Short problem: Rewrite the items from the line with "We need the location of the man's face" to the line with "[0,0,350,248]", replacing "Report" with "Provide" throughout and changing nothing else.

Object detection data
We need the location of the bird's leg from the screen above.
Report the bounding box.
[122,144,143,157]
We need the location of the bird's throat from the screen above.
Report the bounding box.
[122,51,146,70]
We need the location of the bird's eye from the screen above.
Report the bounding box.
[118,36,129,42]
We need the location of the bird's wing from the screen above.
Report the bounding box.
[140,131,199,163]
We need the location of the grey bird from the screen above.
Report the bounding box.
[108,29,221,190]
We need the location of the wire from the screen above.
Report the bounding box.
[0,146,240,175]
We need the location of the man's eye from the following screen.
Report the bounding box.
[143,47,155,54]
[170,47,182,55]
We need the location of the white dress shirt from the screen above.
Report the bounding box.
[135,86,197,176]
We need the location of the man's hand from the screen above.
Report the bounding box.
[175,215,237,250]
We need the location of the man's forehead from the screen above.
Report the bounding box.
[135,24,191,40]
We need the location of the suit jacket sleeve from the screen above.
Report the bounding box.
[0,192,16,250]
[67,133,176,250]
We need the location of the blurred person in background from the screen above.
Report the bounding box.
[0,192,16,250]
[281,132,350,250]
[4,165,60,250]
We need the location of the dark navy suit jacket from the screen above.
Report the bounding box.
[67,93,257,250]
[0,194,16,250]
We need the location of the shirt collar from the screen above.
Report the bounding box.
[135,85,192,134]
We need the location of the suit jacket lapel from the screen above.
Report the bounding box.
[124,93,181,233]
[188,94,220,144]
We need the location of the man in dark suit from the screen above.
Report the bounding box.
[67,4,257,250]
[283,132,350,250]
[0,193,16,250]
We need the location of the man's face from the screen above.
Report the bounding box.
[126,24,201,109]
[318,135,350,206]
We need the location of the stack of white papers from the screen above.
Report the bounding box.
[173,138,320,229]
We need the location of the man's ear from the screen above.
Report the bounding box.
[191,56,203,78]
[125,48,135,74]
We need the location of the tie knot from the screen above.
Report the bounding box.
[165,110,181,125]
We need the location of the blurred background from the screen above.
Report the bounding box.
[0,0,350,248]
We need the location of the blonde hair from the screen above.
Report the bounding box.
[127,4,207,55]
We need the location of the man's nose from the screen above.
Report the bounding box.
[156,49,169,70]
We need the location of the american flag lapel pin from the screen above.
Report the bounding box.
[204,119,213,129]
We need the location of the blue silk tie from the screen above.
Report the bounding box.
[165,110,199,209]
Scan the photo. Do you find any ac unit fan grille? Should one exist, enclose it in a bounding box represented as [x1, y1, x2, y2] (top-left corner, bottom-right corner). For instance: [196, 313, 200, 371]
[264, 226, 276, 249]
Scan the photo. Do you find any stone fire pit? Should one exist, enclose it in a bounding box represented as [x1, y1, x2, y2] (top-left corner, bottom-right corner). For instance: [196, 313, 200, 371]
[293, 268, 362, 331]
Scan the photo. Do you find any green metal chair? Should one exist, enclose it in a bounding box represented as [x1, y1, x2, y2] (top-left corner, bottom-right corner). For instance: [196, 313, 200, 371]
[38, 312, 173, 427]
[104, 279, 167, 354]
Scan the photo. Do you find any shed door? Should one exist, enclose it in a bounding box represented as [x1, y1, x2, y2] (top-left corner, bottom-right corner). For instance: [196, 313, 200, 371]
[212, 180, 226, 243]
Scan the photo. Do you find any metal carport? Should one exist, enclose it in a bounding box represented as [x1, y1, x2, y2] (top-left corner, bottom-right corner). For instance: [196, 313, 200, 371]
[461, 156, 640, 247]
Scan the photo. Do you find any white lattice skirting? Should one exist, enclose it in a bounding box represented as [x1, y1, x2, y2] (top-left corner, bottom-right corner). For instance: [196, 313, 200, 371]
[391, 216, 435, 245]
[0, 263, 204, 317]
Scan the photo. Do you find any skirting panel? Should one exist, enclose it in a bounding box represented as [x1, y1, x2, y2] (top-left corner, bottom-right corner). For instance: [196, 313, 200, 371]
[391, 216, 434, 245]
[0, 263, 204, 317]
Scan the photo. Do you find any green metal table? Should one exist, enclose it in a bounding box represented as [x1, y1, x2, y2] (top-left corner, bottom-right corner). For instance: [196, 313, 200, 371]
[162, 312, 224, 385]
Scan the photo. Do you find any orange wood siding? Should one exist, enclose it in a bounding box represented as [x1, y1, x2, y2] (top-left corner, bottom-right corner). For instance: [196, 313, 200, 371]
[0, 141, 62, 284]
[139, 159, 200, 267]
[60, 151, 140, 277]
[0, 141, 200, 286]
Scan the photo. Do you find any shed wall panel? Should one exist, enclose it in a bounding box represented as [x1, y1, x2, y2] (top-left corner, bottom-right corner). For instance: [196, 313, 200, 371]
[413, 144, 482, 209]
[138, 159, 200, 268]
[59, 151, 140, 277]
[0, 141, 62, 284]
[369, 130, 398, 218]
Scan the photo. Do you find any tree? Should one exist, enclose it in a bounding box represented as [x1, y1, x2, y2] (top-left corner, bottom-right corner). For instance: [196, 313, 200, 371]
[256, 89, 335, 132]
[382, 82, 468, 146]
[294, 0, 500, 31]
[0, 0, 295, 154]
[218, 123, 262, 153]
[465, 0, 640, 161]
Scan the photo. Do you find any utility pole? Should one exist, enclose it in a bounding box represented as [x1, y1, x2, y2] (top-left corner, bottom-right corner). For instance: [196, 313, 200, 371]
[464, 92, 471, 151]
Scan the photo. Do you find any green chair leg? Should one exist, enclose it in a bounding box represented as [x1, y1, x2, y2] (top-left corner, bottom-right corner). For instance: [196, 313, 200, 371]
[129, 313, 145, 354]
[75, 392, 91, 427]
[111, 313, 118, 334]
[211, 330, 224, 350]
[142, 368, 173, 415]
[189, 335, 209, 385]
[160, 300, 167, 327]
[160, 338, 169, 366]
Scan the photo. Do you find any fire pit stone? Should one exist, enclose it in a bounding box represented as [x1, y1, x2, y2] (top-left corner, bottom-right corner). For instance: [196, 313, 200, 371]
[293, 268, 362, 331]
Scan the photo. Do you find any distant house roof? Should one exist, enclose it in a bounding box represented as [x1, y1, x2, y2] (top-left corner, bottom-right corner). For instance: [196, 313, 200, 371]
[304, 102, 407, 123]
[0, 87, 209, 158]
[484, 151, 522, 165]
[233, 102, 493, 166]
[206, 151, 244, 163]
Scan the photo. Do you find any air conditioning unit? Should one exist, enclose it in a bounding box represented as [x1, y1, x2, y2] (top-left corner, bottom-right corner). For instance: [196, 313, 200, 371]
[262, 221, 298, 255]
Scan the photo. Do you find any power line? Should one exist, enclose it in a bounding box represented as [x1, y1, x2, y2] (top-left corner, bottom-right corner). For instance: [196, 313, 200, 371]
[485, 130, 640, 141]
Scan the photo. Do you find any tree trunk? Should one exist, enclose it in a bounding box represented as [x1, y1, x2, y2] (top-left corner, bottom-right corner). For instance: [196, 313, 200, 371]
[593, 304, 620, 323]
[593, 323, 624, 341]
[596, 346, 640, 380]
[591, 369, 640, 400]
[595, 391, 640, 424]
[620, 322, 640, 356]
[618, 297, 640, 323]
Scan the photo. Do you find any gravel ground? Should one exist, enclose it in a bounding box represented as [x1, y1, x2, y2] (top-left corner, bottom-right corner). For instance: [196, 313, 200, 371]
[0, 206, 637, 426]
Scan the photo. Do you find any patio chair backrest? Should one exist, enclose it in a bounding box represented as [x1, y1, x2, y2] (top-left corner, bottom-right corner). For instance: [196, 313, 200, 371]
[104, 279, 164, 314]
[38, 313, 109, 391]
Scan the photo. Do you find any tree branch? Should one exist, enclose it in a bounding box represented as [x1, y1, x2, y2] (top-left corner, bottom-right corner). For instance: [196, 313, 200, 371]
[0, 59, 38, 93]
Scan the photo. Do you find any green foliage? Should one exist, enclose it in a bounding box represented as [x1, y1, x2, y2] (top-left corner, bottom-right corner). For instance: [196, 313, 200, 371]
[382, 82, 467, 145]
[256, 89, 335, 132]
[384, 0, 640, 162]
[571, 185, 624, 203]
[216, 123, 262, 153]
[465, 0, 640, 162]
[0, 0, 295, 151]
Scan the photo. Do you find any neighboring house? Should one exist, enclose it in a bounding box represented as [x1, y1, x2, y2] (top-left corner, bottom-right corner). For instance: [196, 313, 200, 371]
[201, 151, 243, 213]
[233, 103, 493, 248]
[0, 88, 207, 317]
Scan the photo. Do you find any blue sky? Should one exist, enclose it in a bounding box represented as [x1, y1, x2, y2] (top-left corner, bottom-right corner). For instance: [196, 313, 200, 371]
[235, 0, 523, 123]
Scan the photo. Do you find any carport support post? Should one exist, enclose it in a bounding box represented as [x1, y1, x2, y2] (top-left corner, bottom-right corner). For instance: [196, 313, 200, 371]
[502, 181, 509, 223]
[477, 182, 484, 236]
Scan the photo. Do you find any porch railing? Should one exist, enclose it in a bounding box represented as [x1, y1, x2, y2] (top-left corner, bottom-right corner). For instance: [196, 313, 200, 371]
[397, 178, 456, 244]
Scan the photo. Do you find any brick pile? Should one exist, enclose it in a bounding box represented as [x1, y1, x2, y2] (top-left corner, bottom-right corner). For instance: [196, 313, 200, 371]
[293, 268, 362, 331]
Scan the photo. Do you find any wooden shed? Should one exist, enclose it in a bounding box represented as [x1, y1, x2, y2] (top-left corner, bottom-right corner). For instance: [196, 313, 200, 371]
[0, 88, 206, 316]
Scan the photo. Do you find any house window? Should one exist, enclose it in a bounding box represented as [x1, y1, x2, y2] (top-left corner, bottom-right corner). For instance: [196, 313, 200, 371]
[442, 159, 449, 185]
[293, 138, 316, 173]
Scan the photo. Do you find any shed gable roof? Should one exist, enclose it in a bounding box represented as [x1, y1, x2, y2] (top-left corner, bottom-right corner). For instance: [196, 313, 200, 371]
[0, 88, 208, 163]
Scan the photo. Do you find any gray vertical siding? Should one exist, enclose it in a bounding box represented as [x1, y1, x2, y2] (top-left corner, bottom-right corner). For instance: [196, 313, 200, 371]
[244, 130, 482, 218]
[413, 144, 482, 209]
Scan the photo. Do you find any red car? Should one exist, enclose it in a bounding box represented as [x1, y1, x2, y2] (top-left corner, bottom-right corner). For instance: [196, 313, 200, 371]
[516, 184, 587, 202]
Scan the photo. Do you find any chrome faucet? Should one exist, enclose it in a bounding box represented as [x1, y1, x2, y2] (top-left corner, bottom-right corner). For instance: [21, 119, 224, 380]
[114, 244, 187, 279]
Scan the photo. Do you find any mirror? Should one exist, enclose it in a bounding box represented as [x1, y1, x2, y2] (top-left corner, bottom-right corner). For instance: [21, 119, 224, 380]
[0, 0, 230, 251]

Written reply:
We need the location of the man's face from the screen above.
Provide the bounding box.
[126,24,201,109]
[318,135,350,206]
We need the location of the stack of white papers from the screen above.
Provide the bounding box.
[173,138,320,229]
We need the location of the man's ear from the screen above.
Provide the bounding box.
[191,56,203,78]
[125,48,135,74]
We need the location of the tie knot from the screen above.
Provide the bounding box.
[165,110,181,125]
We need the location of the blurred background from the screen above.
Provide the bounding box.
[0,0,350,248]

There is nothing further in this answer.